Directions:
Can you copy out, word for word, the stretch of the data from the line containing "to locate sky" through the line containing "left=0, top=0, right=370, bottom=114", with both of those lines included?

◆ ◆ ◆ ◆

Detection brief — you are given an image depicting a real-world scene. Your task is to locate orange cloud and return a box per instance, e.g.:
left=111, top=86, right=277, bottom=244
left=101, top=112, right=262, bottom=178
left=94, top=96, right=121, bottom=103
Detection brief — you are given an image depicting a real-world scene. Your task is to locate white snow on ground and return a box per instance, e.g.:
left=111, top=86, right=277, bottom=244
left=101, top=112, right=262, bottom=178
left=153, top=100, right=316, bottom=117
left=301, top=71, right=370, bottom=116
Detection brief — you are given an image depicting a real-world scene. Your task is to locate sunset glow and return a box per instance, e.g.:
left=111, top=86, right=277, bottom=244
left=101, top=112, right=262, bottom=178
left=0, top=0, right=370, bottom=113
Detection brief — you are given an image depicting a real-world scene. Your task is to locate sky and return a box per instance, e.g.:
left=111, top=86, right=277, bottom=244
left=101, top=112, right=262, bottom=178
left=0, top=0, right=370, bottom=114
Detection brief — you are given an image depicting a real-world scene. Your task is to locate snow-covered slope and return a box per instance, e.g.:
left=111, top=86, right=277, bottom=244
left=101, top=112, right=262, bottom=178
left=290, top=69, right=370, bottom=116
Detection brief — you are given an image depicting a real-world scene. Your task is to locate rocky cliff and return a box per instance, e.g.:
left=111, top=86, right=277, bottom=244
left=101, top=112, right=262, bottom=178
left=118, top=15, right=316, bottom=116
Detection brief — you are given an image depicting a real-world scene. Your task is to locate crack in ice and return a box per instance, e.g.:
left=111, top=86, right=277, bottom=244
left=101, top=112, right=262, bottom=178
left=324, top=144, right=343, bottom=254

◆ ◆ ◆ ◆

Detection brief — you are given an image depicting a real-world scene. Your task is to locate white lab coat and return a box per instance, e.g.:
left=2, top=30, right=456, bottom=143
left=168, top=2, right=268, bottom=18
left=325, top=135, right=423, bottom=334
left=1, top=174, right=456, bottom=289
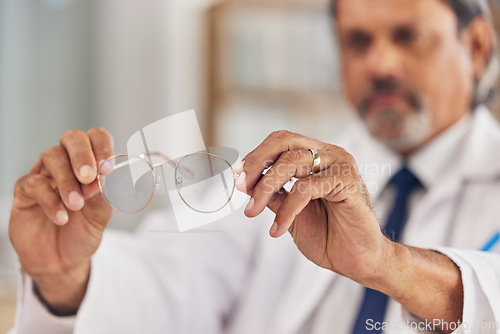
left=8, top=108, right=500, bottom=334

◆ ◆ ◆ ◆

Response to this exercise:
Detection brief — you are given an image depicting a real-world scene. Your task is to locate sky and return a box per instance, e.g.:
left=111, top=86, right=277, bottom=244
left=101, top=112, right=262, bottom=178
left=0, top=0, right=370, bottom=114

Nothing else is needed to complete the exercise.